## [Exercise requirements]
From the line that includes "target | distant forest" to the last line of the records, inclusive, repeat each line exactly.
## BEGIN Given records
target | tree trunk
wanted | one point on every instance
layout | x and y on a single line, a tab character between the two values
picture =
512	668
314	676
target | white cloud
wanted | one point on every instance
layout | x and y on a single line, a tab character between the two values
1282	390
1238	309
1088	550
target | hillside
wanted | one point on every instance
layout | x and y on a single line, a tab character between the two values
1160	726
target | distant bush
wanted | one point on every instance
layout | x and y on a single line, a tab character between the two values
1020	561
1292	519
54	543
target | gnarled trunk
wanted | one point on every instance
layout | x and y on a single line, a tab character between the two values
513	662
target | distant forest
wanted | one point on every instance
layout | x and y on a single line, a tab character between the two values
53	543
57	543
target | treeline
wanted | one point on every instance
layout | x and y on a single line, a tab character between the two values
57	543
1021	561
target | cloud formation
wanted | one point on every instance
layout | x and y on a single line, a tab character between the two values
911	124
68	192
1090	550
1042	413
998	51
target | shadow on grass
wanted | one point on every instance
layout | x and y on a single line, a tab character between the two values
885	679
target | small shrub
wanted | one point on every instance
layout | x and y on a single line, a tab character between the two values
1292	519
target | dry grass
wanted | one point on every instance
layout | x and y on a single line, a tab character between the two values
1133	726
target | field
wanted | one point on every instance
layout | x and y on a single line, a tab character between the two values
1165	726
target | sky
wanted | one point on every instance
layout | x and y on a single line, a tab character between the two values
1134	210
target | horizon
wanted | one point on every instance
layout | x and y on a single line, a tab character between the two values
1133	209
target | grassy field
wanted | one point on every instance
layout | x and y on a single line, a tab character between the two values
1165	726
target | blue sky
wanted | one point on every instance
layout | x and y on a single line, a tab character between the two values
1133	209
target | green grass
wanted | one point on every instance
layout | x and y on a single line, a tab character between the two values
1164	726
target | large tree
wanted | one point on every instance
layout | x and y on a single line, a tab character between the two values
## END Given records
## [Right answer]
target | distant forest
wanted | one point on every instance
layout | x and y on a single line, a tab character between the two values
53	543
57	543
target | treeline
wanted | one point on every instance
layout | x and y on a single line, a tab character between the two values
57	543
1021	561
target | cloud formation
wanted | one point on every instance
layout | x and y on a single line, a tab character between the two values
911	124
68	192
1090	550
1042	413
998	51
target | shadow on grass
wanted | one point on every instance
layout | x and y on a single line, a tab character between the two values
885	679
target | small shrub
wanted | one point on every instance
layout | x and y on a single line, a tab character between the two values
1292	519
target | dry grass
wanted | one point on every instance
layout | x and y on a single line, a tab character between the two values
1133	726
target | field
wanted | one point on every instance
layout | x and y on a single line, a tab character between the two values
1165	726
target | sky
wanted | one point on every instance
layout | x and y on a single line, a tab character between the two values
1134	210
target | horizon
wanted | one point on every instance
layout | x and y on a single line, a tab character between the two values
1133	209
target | grassy field
wanted | one point on every instance
layout | x and y on a single line, a tab character between the two values
1165	726
target | blue sky
wanted | one point on every instance
layout | x and y on a single line, a tab character between the two values
1133	209
target | green grass
wanted | one point on every instance
layout | x and y on a single line, a tab character between the two values
1164	726
target | large tree
wanted | one point on every instance
layout | x and y on a single line, a tab character between the two values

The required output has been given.